• **Assignment**: Reproduce the entries so that every line matches the original exactly.

• **Records supplied**:
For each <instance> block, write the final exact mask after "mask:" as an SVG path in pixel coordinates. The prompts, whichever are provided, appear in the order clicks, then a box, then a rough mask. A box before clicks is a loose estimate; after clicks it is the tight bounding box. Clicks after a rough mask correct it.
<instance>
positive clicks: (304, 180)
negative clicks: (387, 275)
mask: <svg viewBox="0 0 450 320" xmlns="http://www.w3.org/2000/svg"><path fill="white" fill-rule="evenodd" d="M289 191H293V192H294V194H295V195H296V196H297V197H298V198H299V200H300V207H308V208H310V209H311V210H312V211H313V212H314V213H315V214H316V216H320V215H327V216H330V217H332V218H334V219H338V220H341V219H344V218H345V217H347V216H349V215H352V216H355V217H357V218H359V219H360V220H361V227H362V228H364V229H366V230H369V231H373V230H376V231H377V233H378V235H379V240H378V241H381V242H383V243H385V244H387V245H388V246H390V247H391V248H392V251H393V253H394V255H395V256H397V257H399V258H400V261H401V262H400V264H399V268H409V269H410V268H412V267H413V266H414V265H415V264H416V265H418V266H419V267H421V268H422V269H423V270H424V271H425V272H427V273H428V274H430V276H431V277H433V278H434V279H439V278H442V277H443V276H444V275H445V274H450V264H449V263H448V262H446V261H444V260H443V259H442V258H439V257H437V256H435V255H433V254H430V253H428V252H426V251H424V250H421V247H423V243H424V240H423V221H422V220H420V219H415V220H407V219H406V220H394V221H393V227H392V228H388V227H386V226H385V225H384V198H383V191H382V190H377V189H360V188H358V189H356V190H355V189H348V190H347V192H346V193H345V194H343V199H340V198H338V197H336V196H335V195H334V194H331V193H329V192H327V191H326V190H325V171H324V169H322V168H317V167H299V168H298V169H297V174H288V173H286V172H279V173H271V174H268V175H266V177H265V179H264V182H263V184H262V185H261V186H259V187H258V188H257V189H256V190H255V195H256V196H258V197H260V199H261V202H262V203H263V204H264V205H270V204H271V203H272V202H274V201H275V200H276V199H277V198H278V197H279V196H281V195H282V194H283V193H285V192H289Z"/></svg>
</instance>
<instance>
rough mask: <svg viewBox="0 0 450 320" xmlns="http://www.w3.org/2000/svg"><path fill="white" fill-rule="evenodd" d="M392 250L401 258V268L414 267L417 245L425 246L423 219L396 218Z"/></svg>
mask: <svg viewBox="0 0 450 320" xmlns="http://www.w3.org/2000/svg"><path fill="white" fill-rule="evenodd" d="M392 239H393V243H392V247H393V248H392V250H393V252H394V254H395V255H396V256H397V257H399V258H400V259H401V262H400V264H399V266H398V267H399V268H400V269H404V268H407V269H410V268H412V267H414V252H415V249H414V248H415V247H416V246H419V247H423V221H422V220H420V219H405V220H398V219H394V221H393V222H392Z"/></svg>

• **Response box**:
For each <instance> block, write the final exact mask after "mask:" as an SVG path in pixel coordinates. The prompts, whichever are provided, appear in the order clicks, then a box, then a rough mask. A box before clicks is a loose estimate; after clicks it is the tight bounding box. Clicks after a rough mask correct it.
<instance>
positive clicks: (304, 180)
negative clicks: (387, 275)
mask: <svg viewBox="0 0 450 320" xmlns="http://www.w3.org/2000/svg"><path fill="white" fill-rule="evenodd" d="M289 191H293V192H294V194H295V195H296V196H297V197H298V198H299V200H300V207H308V208H310V209H311V210H312V211H313V212H314V213H315V214H316V216H320V215H327V216H330V217H332V218H334V219H338V220H341V219H344V218H345V217H347V216H349V215H352V216H355V217H357V218H359V219H360V220H361V227H362V228H364V229H366V230H369V231H373V230H376V231H377V233H378V235H379V240H378V241H381V242H383V243H385V244H387V245H388V246H390V247H391V248H392V251H393V253H394V255H395V256H397V257H399V258H400V261H401V262H400V264H399V268H409V269H410V268H412V267H413V266H414V265H415V264H416V265H418V266H419V267H421V268H422V269H423V270H424V271H425V272H427V273H428V274H430V276H431V277H433V278H434V279H439V278H442V277H443V276H444V275H445V274H450V264H449V263H448V262H446V261H444V260H443V259H442V258H439V257H437V256H435V255H433V254H430V253H428V252H426V251H424V250H421V247H423V243H424V240H423V221H422V220H420V219H415V220H407V219H406V220H394V221H393V227H392V228H388V227H386V226H385V225H384V198H383V191H382V190H377V189H360V188H358V189H356V190H355V189H348V190H347V192H346V193H345V194H343V199H340V198H338V197H336V196H335V195H334V194H331V193H329V192H327V191H326V190H325V171H324V169H322V168H317V167H299V168H298V169H297V174H288V173H286V172H279V173H271V174H268V175H266V177H265V179H264V182H263V184H262V185H261V186H259V187H258V188H257V189H256V190H255V195H256V196H258V197H260V199H261V202H262V203H263V204H264V205H270V204H271V203H272V202H274V201H275V200H276V199H277V198H278V197H279V196H281V195H282V194H283V193H285V192H289Z"/></svg>
</instance>
<instance>
rough mask: <svg viewBox="0 0 450 320" xmlns="http://www.w3.org/2000/svg"><path fill="white" fill-rule="evenodd" d="M392 250L401 258V268L414 267L417 245L425 246L423 219L396 218Z"/></svg>
mask: <svg viewBox="0 0 450 320" xmlns="http://www.w3.org/2000/svg"><path fill="white" fill-rule="evenodd" d="M392 239H393V243H392V247H393V248H392V250H393V252H394V254H395V255H396V256H397V257H399V258H400V259H401V262H400V264H399V266H398V267H399V268H400V269H404V268H407V269H410V268H412V267H414V252H415V249H414V248H415V247H416V246H419V247H423V221H422V220H420V219H405V220H398V219H394V221H393V222H392Z"/></svg>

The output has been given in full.